### Dataset extract:

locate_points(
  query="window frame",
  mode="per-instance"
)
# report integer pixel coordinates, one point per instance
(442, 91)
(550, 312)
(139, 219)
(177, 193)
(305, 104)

### Challenge:
Rewrite the lines above, changing "window frame" to "door frame" and leaving everything else exactly as it stands.

### Answer for this exercise:
locate_points(
  query="door frame",
  mode="per-instance"
)
# report integer pixel coordinates, one point per instance
(442, 91)
(550, 312)
(139, 219)
(177, 193)
(305, 104)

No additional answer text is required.